Copy the lines below from the first one through the line containing "[[41, 8], [21, 10], [22, 28], [49, 25], [48, 17]]", requests included. Multiply every coordinate in the outlines by 0.55 and round each result to a whole number, rounding halves up.

>> Start Raw data

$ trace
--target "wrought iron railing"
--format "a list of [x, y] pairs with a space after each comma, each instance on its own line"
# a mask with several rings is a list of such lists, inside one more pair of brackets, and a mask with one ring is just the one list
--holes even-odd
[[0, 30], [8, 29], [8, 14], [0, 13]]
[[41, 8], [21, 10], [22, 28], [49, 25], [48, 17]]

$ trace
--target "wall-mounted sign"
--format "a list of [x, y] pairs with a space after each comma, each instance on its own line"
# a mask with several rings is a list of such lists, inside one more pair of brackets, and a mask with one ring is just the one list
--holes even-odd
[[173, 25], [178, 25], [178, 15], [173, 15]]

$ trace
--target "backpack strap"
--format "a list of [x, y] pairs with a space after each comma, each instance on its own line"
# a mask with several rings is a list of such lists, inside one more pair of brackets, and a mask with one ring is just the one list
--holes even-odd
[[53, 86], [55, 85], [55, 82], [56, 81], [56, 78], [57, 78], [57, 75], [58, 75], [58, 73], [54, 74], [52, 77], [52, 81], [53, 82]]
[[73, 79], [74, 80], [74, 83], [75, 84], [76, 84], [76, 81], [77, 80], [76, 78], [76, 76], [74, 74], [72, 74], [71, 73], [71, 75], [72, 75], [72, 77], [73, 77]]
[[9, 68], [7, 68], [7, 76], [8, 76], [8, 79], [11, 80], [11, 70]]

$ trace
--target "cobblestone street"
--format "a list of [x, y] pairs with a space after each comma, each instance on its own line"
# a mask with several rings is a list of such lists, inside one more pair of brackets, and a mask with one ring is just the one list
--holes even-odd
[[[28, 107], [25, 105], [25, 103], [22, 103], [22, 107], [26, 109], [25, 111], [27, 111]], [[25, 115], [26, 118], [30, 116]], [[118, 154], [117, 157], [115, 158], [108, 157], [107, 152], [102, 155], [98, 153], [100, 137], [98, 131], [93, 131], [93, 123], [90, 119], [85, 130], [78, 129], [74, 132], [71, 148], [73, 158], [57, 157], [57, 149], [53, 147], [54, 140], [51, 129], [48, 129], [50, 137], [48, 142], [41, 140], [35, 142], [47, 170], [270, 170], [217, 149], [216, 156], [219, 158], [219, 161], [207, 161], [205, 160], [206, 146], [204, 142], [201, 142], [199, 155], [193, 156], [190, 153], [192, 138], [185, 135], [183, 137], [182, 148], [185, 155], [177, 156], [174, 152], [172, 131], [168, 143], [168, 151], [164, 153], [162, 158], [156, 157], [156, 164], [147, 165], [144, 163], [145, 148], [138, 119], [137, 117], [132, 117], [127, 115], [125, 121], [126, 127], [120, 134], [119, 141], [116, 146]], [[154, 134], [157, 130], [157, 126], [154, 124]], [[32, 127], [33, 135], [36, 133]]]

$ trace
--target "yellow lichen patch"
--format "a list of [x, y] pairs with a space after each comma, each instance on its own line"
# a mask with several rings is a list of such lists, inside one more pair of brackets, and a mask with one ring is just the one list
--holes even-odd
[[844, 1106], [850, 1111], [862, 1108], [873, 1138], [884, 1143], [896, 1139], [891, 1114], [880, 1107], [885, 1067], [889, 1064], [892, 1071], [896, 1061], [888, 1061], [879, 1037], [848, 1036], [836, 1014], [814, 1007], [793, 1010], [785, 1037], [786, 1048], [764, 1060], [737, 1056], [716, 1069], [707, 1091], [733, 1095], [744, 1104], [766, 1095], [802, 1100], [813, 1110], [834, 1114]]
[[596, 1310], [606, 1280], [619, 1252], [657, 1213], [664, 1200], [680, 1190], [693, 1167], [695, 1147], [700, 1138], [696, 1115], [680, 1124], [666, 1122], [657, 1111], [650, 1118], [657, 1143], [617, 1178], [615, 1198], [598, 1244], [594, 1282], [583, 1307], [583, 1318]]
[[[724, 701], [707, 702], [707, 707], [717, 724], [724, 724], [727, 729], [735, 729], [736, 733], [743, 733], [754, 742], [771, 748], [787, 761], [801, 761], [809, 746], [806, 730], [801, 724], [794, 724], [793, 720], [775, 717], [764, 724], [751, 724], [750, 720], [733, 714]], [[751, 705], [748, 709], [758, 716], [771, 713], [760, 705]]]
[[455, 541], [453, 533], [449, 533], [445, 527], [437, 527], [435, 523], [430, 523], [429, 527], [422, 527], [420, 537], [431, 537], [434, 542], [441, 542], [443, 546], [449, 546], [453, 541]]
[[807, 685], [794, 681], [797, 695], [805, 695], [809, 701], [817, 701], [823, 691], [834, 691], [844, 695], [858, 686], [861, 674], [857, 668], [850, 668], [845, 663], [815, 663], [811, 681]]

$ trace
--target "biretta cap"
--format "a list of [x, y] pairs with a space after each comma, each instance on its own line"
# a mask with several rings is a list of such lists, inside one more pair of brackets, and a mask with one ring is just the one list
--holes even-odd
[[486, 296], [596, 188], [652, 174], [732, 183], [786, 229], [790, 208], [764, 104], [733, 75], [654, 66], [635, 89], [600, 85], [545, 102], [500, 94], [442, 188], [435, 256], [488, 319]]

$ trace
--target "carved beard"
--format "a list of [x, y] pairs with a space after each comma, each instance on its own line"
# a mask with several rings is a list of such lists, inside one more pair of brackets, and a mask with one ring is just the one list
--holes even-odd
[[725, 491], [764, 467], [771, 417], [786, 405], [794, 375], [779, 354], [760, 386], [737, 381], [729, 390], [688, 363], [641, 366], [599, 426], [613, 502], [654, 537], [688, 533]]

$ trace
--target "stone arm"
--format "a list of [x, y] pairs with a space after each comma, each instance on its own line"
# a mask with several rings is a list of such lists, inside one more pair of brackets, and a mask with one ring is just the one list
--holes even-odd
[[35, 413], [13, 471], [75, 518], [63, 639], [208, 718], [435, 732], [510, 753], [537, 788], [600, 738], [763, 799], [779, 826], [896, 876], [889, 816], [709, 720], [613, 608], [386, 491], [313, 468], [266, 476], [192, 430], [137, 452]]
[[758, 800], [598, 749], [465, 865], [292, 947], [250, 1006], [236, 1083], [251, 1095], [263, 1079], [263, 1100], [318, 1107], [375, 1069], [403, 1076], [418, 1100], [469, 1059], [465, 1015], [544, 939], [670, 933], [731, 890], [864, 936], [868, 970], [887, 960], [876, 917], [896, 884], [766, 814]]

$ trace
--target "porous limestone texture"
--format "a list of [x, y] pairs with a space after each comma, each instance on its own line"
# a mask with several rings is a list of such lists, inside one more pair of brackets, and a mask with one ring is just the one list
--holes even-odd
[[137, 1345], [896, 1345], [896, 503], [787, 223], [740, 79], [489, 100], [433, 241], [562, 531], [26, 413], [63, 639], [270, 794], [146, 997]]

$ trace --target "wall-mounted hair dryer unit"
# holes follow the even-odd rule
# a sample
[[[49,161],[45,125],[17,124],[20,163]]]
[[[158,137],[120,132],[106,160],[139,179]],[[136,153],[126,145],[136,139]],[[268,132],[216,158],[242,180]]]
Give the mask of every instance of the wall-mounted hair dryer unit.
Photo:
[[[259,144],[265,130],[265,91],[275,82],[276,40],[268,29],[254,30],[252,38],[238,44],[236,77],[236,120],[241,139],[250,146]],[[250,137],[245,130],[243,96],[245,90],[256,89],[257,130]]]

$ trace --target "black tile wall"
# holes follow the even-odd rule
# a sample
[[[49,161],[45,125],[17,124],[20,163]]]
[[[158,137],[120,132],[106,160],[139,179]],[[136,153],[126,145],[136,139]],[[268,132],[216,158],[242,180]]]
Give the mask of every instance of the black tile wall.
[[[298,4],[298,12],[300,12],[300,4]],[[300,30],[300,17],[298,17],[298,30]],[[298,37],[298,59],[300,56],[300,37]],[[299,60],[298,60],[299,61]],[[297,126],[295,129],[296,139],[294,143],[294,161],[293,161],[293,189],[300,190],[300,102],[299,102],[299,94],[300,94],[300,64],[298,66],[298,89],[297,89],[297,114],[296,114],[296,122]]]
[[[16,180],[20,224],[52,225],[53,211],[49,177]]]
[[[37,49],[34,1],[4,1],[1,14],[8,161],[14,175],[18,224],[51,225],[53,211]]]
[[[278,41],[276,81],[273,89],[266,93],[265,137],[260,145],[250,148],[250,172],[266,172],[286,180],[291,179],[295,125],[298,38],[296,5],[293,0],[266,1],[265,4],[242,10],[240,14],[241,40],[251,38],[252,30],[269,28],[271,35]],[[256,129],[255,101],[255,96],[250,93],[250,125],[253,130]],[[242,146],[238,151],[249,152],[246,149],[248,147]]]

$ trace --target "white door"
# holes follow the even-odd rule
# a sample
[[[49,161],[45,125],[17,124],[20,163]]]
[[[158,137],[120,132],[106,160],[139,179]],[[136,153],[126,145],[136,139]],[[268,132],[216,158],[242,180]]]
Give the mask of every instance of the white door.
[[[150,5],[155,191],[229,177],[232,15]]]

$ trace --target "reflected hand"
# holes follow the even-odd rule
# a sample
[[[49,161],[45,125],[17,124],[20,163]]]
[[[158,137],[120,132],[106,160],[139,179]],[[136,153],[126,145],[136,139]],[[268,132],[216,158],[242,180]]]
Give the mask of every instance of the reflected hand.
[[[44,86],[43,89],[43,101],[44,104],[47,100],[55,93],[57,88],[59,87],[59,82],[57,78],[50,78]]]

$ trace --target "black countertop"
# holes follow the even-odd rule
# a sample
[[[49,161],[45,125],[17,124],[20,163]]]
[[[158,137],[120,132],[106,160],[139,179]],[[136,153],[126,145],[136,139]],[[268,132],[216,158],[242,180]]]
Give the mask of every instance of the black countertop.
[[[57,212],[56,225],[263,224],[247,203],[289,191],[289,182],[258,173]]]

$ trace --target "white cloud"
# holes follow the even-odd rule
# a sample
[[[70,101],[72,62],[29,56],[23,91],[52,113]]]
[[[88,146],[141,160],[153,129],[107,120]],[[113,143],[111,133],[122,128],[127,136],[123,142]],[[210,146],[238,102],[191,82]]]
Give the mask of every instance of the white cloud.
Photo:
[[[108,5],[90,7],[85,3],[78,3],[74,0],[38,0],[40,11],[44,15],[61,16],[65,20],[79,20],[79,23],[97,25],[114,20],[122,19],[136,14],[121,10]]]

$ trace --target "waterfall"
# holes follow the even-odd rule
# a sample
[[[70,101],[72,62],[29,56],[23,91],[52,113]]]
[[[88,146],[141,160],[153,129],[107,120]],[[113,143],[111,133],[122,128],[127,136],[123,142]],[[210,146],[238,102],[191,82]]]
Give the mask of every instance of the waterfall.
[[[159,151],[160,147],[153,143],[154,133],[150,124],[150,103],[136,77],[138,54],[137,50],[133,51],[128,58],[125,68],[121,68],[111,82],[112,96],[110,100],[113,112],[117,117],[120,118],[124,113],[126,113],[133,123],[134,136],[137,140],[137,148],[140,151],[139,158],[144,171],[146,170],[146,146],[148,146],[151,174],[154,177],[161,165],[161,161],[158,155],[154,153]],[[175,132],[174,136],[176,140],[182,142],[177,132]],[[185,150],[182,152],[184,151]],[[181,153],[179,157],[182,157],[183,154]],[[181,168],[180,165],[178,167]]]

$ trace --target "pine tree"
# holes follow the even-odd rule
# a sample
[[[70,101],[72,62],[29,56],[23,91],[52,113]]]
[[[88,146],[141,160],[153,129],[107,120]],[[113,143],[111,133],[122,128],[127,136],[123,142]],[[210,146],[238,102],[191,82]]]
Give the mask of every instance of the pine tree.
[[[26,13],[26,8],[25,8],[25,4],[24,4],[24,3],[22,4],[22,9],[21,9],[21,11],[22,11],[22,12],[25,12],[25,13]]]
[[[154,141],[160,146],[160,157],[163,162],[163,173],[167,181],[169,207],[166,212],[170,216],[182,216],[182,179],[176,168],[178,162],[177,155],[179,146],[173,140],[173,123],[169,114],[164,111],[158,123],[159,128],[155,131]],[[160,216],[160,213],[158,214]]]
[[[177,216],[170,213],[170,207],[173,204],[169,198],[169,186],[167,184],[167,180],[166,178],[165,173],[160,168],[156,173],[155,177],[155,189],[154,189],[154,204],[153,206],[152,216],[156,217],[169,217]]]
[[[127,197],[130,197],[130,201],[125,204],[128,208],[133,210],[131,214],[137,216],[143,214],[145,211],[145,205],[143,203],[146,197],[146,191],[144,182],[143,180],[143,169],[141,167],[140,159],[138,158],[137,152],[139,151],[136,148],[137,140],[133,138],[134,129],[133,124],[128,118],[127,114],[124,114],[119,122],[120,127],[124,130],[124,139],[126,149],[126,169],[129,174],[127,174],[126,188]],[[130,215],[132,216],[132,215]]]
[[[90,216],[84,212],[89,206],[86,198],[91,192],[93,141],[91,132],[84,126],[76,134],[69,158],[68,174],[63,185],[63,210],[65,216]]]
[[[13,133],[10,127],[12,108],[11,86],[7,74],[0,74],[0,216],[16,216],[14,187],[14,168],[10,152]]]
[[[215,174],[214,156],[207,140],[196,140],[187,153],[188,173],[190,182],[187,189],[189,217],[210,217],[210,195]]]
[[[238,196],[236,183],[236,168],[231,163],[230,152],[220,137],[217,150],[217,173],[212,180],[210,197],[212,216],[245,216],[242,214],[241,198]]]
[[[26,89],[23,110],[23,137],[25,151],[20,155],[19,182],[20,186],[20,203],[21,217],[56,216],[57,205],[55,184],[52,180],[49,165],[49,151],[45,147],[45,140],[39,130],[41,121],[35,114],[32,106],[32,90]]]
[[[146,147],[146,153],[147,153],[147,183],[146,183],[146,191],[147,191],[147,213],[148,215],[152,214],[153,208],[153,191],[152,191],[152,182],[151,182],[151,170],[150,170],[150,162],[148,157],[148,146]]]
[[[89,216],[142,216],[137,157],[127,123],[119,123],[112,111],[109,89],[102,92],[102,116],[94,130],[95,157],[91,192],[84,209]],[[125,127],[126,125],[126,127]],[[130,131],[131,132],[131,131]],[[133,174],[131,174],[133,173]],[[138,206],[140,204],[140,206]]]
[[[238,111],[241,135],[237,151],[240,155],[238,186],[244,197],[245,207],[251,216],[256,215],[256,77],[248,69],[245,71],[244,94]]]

>> End Raw data

▸ **Answer**
$ trace
--target "wrought iron railing"
--format "a list of [x, y] pairs with a space after each comma, each instance on its own line"
# a mask with several rings is a list of such lists, inside one more pair of brackets, and a mask with one ring is just the one list
--holes even-odd
[[0, 17], [4, 16], [4, 8], [0, 7]]
[[23, 4], [12, 6], [12, 15], [27, 14], [26, 9]]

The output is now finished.